Written request:
Please convert the items below, from the line containing "In this exercise you will indicate the light" through the line containing "point(21, 390)", inclusive, into a two-column CSV with the headers instruction and response. Give one row per item, with its text and its answer each in a single quoted field and line breaks replaced by spaces.

◇ ◇ ◇

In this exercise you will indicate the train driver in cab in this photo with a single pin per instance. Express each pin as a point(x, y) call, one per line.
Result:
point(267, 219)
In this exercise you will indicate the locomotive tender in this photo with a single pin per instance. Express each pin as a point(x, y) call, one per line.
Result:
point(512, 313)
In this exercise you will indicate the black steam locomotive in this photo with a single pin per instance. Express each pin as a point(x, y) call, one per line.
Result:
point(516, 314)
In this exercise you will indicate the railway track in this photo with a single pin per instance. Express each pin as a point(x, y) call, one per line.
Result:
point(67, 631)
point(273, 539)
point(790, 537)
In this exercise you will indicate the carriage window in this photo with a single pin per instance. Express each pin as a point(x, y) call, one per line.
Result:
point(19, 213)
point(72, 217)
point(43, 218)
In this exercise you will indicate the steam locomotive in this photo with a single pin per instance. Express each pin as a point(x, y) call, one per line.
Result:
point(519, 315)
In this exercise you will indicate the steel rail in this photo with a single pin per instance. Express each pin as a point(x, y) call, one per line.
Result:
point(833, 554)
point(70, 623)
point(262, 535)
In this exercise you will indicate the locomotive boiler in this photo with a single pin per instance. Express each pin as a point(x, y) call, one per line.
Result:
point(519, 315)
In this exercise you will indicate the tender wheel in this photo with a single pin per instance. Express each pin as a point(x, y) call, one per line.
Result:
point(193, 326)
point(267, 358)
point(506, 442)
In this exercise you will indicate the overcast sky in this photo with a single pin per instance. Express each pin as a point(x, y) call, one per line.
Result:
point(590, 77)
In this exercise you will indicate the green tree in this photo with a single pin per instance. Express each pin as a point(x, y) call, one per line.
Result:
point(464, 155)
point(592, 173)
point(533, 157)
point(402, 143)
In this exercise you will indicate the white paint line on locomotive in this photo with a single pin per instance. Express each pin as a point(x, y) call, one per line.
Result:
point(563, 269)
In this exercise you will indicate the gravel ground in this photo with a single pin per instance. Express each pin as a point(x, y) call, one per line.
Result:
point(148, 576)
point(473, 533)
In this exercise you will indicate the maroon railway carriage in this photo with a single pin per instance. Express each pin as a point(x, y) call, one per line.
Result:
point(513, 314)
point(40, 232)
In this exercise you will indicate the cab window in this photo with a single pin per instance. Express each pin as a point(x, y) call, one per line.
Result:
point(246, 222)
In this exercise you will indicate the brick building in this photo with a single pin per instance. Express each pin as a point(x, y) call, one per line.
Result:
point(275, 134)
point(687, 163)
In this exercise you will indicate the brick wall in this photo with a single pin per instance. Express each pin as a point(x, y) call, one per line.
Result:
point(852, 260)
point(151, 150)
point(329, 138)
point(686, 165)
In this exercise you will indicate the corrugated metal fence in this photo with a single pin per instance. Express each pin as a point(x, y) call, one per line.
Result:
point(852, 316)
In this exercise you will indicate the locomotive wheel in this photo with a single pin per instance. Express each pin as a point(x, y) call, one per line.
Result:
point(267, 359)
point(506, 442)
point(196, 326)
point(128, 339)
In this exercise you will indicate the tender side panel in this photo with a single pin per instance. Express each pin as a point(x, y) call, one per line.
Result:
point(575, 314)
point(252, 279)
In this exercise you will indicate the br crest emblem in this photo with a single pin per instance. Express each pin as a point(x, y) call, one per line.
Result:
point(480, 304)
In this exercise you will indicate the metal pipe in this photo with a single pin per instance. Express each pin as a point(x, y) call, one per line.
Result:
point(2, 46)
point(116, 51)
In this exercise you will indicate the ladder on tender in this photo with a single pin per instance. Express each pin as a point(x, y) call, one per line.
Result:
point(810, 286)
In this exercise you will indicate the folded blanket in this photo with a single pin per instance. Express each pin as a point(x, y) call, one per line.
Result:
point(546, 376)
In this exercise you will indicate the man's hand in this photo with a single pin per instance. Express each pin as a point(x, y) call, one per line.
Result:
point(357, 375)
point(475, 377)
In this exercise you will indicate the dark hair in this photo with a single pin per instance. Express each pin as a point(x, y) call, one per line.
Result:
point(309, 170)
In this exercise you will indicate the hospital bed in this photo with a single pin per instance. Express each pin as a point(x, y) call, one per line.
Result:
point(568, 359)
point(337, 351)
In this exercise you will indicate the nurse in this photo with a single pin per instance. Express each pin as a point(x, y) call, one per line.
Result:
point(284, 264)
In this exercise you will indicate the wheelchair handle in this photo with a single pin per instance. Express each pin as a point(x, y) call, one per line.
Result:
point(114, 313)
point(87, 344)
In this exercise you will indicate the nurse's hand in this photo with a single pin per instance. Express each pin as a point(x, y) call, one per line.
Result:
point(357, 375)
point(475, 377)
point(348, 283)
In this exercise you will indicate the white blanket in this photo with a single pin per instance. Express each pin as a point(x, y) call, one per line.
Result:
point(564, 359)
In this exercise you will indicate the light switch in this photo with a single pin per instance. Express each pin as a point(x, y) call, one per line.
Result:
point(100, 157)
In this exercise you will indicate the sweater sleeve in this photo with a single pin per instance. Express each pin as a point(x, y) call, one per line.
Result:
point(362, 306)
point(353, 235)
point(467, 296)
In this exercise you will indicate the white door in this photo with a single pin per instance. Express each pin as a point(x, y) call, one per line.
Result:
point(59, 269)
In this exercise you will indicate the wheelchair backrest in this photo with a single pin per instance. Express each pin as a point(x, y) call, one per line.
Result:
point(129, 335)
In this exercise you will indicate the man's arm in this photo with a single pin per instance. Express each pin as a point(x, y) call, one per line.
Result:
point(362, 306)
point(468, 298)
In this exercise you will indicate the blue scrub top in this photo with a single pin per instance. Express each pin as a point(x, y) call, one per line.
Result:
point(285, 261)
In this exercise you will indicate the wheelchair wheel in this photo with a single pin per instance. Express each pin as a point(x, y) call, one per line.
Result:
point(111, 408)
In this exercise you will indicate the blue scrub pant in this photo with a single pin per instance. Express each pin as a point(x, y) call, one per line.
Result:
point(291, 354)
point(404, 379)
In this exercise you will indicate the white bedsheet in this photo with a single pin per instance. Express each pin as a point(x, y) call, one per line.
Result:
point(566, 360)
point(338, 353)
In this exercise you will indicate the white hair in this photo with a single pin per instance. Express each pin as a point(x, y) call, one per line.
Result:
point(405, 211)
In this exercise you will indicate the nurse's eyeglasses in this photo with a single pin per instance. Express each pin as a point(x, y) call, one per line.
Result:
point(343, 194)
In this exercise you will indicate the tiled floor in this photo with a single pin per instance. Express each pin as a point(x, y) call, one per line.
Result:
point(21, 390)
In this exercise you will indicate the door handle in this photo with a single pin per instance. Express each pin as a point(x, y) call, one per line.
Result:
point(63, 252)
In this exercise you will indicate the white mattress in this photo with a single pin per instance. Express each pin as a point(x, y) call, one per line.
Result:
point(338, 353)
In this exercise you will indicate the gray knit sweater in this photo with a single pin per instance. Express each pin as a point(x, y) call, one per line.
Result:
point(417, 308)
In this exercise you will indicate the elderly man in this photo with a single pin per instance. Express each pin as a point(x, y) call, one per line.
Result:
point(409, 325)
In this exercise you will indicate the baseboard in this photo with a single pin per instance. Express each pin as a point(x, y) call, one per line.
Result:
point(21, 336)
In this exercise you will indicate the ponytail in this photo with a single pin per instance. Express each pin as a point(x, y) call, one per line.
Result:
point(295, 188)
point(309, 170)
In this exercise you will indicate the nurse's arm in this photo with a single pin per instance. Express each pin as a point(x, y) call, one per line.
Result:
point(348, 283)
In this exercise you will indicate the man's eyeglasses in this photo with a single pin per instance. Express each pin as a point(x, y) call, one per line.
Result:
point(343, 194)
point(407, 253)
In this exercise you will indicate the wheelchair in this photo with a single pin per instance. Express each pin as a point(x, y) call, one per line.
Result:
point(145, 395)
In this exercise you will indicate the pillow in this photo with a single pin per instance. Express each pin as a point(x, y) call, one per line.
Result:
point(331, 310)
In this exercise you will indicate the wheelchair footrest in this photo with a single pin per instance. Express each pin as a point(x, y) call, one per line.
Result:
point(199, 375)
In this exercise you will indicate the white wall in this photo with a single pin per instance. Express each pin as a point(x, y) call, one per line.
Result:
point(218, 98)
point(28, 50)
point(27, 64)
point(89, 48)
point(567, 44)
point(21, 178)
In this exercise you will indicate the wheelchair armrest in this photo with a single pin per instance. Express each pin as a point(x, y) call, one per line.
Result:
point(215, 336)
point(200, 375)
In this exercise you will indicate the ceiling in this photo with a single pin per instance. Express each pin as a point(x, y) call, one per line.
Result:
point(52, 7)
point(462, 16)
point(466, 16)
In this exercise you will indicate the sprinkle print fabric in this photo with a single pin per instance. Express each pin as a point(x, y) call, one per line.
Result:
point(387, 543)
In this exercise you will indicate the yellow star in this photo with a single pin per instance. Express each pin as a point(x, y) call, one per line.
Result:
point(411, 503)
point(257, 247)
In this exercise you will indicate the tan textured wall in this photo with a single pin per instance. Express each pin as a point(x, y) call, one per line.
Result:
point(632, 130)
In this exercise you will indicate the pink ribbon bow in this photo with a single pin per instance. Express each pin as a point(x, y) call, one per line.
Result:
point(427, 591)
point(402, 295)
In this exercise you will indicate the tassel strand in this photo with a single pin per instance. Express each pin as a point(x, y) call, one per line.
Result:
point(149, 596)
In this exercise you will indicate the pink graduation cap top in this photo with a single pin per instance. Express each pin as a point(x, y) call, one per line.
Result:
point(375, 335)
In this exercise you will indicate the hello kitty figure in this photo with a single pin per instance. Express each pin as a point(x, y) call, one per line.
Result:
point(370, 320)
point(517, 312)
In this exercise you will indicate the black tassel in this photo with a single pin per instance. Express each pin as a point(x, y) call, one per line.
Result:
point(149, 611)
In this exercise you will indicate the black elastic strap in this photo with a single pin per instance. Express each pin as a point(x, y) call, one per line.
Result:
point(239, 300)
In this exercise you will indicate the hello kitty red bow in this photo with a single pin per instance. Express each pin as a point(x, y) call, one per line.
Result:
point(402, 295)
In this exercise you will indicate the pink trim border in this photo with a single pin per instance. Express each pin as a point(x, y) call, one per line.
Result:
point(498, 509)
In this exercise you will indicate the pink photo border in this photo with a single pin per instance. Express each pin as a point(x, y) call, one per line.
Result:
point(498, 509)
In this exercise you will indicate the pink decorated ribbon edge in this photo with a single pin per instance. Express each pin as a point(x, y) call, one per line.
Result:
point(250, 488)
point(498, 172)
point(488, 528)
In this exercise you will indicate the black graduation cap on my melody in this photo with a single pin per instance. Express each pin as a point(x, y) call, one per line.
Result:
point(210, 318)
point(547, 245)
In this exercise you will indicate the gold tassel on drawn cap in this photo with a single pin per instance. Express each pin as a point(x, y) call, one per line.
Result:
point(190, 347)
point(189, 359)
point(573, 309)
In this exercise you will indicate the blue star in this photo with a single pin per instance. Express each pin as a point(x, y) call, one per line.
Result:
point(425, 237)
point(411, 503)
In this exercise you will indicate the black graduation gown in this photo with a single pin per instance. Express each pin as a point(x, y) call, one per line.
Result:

◇ ◇ ◇

Answer:
instruction,response
"In this exercise you will indicate the light switch in this photo with a single pin per instance. Express each pin as a point(x, y) call, one per line. Result:","point(100, 157)"
"In this exercise you will indicate the sweater sleeve in this photo with a single pin per instance. Express each pin as a point(x, y) call, one per line. Result:","point(362, 306) point(353, 235) point(467, 296)"
"In this exercise you will indicate the white door in this photo with a single pin per instance. Express each pin as a point(x, y) call, one per line. Result:","point(59, 269)"
"In this exercise you will indicate the wheelchair backrest in this photo with a single pin per instance. Express each pin as a point(x, y) call, one per line. Result:","point(129, 335)"
"In this exercise you will indicate the man's arm in this photo with a single pin per instance. Express each pin as a point(x, y) call, one per line. Result:","point(362, 306) point(468, 298)"
"In this exercise you will indicate the blue scrub top in this photo with a single pin per instance. Express each pin as a point(x, y) call, one per line. Result:","point(285, 261)"
"In this exercise you will indicate the wheelchair wheel in this photo with a single pin per instance. Express each pin as a point(x, y) call, one per line. Result:","point(111, 408)"
"In this exercise you will indicate the blue scrub pant in this photo with a single pin per instance. Express each pin as a point(x, y) call, one per line. Result:","point(291, 354) point(404, 379)"
"In this exercise you will indicate the white bedsheet in this photo with a single pin per instance. Express each pin as a point(x, y) call, one per line. Result:","point(566, 360) point(338, 353)"
"In this exercise you will indicate the white hair in this photo with a single pin per instance. Express each pin as a point(x, y) call, one per line. Result:","point(405, 211)"
"In this exercise you will indicate the nurse's eyeglasses in this photo with a single pin per instance. Express each pin as a point(x, y) call, one per line. Result:","point(343, 194)"
"In this exercise you will indicate the tiled floor in this photo with a single pin per instance. Express each pin as a point(x, y) call, one per line. Result:","point(21, 390)"